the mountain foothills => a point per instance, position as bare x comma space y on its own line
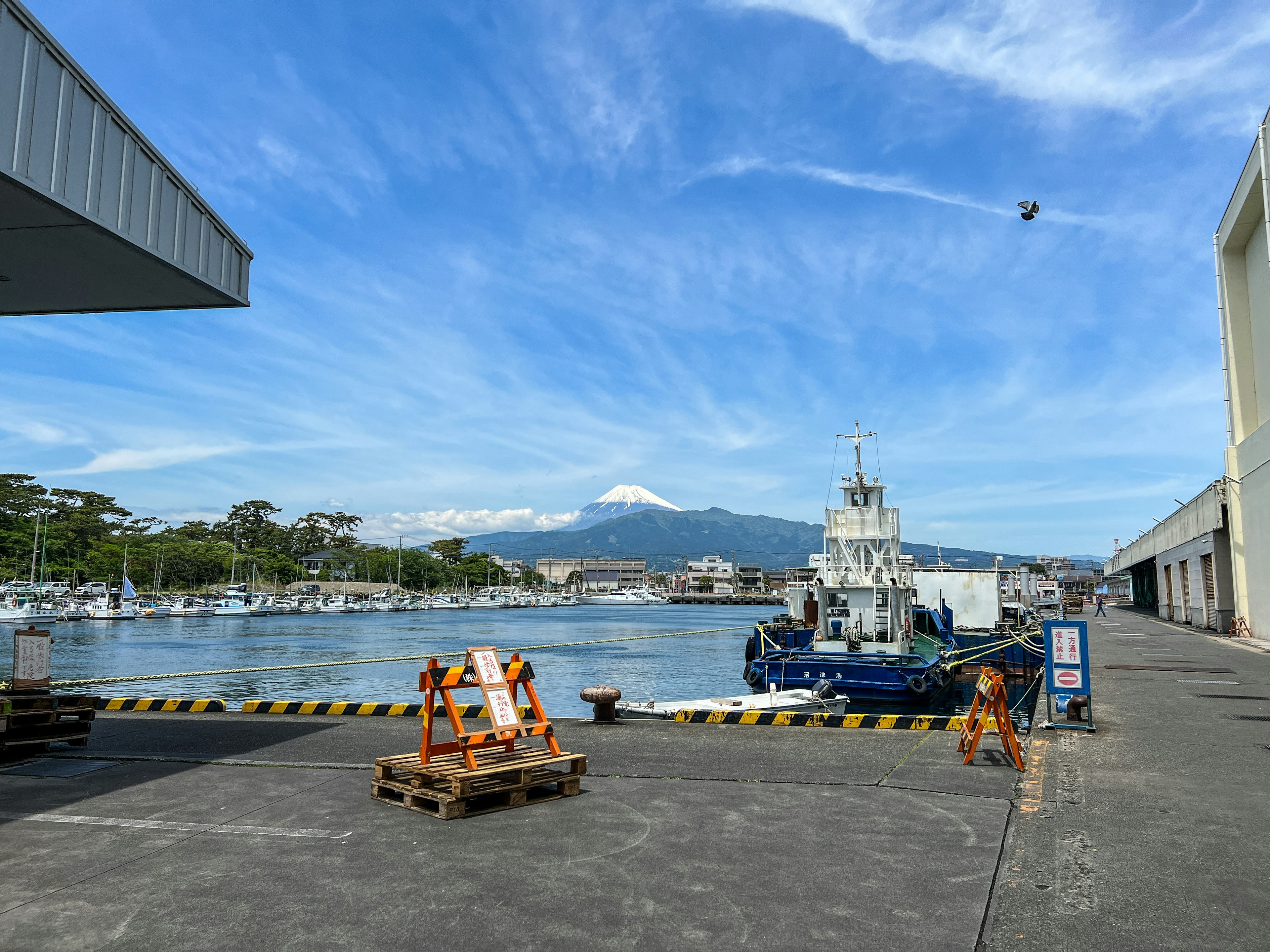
667, 537
87, 535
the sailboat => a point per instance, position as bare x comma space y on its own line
28, 607
116, 606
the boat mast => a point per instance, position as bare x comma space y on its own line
35, 549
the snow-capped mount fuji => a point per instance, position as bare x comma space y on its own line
620, 500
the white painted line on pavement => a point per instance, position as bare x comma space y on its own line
172, 825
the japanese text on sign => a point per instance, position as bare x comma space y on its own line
488, 668
31, 658
1066, 645
502, 711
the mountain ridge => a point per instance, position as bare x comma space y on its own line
666, 537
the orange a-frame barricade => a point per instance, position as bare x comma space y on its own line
991, 691
500, 685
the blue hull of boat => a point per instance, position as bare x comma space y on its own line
862, 677
1010, 658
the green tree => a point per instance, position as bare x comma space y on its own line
253, 525
451, 550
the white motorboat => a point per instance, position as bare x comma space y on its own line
112, 609
794, 701
71, 611
445, 602
340, 603
233, 609
190, 607
613, 598
21, 610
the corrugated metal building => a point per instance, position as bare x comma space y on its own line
1243, 251
1183, 567
93, 218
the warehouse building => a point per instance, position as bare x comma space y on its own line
93, 218
1243, 251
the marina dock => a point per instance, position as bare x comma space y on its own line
258, 831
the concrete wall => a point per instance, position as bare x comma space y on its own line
1199, 517
1243, 253
975, 596
1191, 602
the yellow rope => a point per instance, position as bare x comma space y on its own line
376, 660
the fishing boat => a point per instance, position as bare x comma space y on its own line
614, 598
851, 622
821, 698
446, 602
26, 607
190, 607
71, 611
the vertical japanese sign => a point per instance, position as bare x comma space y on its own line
1067, 664
31, 662
493, 685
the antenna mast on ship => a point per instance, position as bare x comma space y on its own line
858, 436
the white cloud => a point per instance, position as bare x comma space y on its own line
461, 522
1071, 54
120, 460
36, 432
737, 166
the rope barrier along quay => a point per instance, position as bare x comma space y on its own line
379, 660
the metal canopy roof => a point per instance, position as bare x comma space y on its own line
92, 215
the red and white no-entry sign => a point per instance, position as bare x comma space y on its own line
1070, 678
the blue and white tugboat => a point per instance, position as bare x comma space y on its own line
854, 621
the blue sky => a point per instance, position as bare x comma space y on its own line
510, 256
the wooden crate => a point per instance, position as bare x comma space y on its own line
506, 780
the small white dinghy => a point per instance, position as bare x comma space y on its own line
820, 700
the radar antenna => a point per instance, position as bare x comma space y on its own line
858, 436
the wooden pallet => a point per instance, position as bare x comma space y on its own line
446, 789
42, 719
507, 767
486, 798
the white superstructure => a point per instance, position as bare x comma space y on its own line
863, 596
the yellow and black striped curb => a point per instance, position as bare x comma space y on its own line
160, 704
369, 709
790, 719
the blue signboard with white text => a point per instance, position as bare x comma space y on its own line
1067, 673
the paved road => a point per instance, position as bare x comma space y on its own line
1149, 834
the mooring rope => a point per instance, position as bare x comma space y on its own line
375, 660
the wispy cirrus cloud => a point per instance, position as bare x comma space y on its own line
121, 460
893, 184
1076, 54
461, 522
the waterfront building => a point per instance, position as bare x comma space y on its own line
606, 574
750, 579
1183, 568
1243, 257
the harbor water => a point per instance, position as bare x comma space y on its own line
667, 669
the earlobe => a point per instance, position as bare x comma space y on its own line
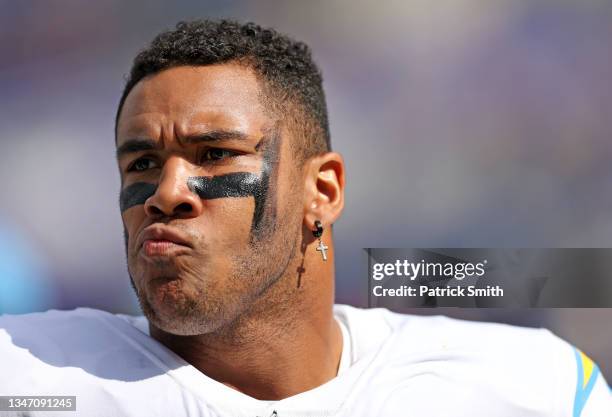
324, 189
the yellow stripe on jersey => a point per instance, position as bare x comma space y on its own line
587, 375
587, 368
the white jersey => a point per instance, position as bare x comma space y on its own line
392, 365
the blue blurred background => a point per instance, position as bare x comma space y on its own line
470, 123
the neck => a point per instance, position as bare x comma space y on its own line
285, 344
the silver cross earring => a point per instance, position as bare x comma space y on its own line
318, 233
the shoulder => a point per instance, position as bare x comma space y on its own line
478, 364
63, 343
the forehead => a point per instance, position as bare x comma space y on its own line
180, 99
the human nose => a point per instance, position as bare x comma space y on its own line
173, 198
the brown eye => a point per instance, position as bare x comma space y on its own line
142, 164
217, 154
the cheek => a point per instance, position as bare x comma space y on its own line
228, 221
133, 220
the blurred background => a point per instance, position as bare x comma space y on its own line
470, 123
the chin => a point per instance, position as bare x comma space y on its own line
184, 316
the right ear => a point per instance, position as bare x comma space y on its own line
323, 189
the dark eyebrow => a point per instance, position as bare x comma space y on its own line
215, 136
139, 145
135, 145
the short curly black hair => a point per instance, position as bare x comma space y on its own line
290, 76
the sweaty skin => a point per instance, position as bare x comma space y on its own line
218, 217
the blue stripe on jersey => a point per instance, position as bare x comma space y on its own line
583, 388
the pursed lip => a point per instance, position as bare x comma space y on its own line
163, 234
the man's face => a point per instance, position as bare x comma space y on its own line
202, 173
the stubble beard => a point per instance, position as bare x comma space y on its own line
226, 307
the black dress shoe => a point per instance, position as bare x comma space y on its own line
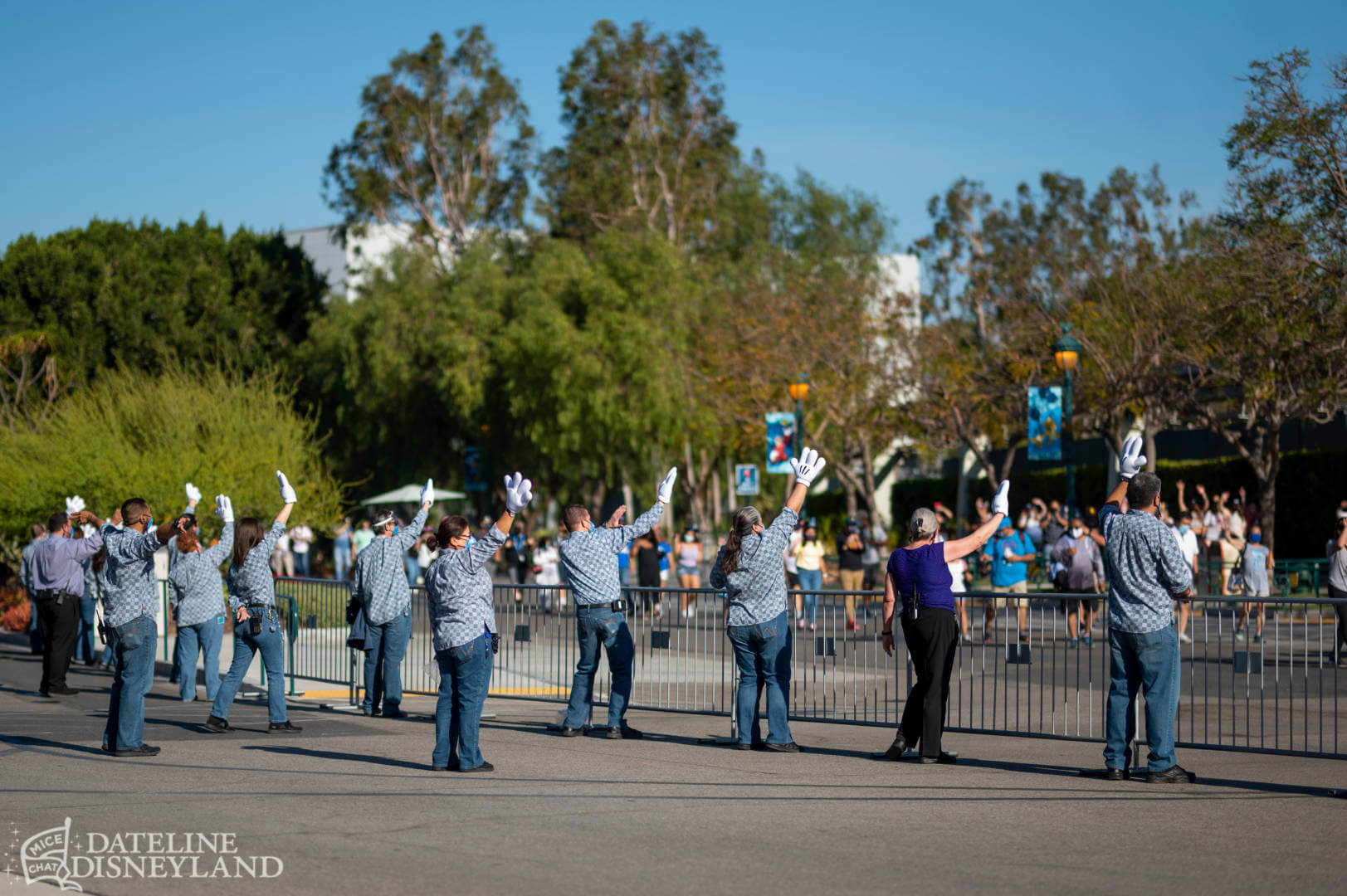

================

Leaving the pictures out, transcribe the entries above exactly as written.

the mountain foothills => a point per instance, position as bare x comma space y on its own line
667, 537
87, 535
the sailboat => a point per instance, position as bare x comma space y on its own line
28, 607
116, 606
the boat mast => a point per instance, position as bare x comma space y on its own line
35, 549
the snow-capped mount fuji => a point per instance, position as bare x comma space y on its own line
620, 500
the white painted line on pavement => a point per instance, position as bare x comma space y on its own line
172, 825
the japanese text on sign => a point per instance, position as bare x comma space y on its own line
488, 668
31, 658
1066, 645
502, 711
the mountain ridge => a point per instance, position as bare x comma space y on its own line
666, 537
the orange a-frame barricade => a point per instance, position as bare x comma space y on its own line
991, 691
500, 685
the blue hull of boat => a point per instance, position as bare x comma space y on its own line
862, 677
1010, 658
the green tree => a point per instance, position as bare x comma space y on its own line
253, 525
451, 550
the white motorboat => a point per instance, position as bare x comma space y on its own line
112, 609
794, 701
71, 611
445, 602
340, 603
233, 609
190, 607
613, 598
21, 610
the corrugated metal building => a point per instance, position as bare x comma space y on its own line
1243, 251
1183, 567
93, 218
the warehouse building => a point per instance, position as bare x comma space y on its own line
93, 218
1243, 251
the marina dock => a point per instance, position as bare x comma space y on its own line
258, 831
the concrete wall => a point per instance, position as bare x comma space y on its own line
1199, 517
1243, 253
975, 596
1191, 602
the yellow rope => a point per instance, position as bare x comma space y on its own line
376, 660
the fishing boat => a point per instance, position as bare x comma space y on its own line
614, 598
851, 622
821, 698
446, 602
26, 607
190, 607
71, 611
the vertical japanese sign => a point per instance, position as bare x comma space y on its own line
1067, 664
31, 662
493, 685
the antenna mast on ship => a point per instance, position as bare x comma space y on its own line
858, 436
the white cloud => a point per instance, position as bare x comma space y on its own line
461, 522
1071, 54
120, 460
36, 432
737, 166
the rope barrier along quay => a point per instance, position as bare x comma space y on its own line
379, 660
the metal canopy roof => a point per instance, position as bare x comma space y on its own line
92, 215
the red and white no-entry sign => a point per instance, position as bare x comma space y on its own line
1070, 678
the blue and white tugboat => a point per instance, position as bare x comma space y on its own line
854, 621
the blue sky => a point per instance, position as bare x comma space y on its own line
510, 256
the wooden crate => a point per instance, position as bare x comma space y on its own line
506, 780
the small white dinghy => a point per instance, position as bare x comma space y on its own line
820, 700
the radar antenna => a point per instance, position as bare x comma space y on its own line
858, 436
the wooden pallet => a point per instance, position as bare x comma space y on its own line
446, 789
42, 719
507, 767
486, 798
the white superstructure => a point per instance, position as bare x comma space y on its own line
863, 596
the yellow and black striped curb => a point per instance, position as bare x comma space y on its own line
160, 704
369, 709
790, 719
the blue signboard with white text => a point per instance, position as bare x comma space y on its own line
1067, 673
the paved road => a point per instance, position as bare x comma space y on its own line
1149, 834
the mooring rope => a point per instance, position as bare x comma space y on its own line
375, 660
the wispy cirrus cloud => a point per instance, position as bare x comma space y on its own line
121, 460
893, 184
1076, 54
461, 522
the waterfront building => a point per instance, position as bare x comma space y on its own line
606, 574
750, 579
1183, 568
1243, 257
the harbor water => a point per instance, position as bare x comma space y on its own line
667, 669
the earlobe => a point per instance, position as bare x comma space y on its own line
324, 189
the yellow stripe on jersey => a point per instance, position as bare x comma space y on its own line
587, 375
587, 368
the white jersey => a point per instance, position as bare x comma space y on its own line
392, 365
the blue blurred background => a point per instance, position as bare x comma space y on its own line
470, 123
the neck => a point per instance, position as bare x comma space y on its own line
285, 344
the silver cross earring => a point per instance, position as bare x comma space y on its own line
318, 233
the shoulder => a point per instance, position as bare x comma space y on its own line
478, 364
63, 343
the forehead => a point per instance, position as bare x comma space y on its own line
180, 99
the human nose => a point per instance, position as bare x comma space y on its own line
173, 198
the brown eye => a point per instance, position as bare x comma space y on its own line
142, 164
217, 154
the cheek => a point per instance, position as bare x comma space y on its own line
228, 221
133, 220
the blurred background => a point per instance, position as bare x comma space y on its own line
470, 123
the chin => a point per instance, position as bare x comma space y on its own line
184, 316
the right ear => a point per instance, position as bare x comma space y on its own line
323, 189
the dark eyebrow => a point per instance, position as bare x comma space y on its own line
215, 136
139, 145
135, 145
the short curly black hair => a point per instance, position as bare x comma space y on its own line
290, 76
the sweaty skin => a point per instance, position as bare x comma space y on its own line
218, 217
the blue stripe on jersey => a point per instance, position as bare x comma space y on its own line
583, 388
the pursed lip => a point per instance, position as bare x comma space y on its own line
163, 234
the man's face => a point per instance, position as bare x comma space y on its own line
202, 173
the stubble beard => a point per instance, position as bare x comma space y on its own line
226, 307
the black dress shoe => a point per instance, position as bare x comma space y on its own line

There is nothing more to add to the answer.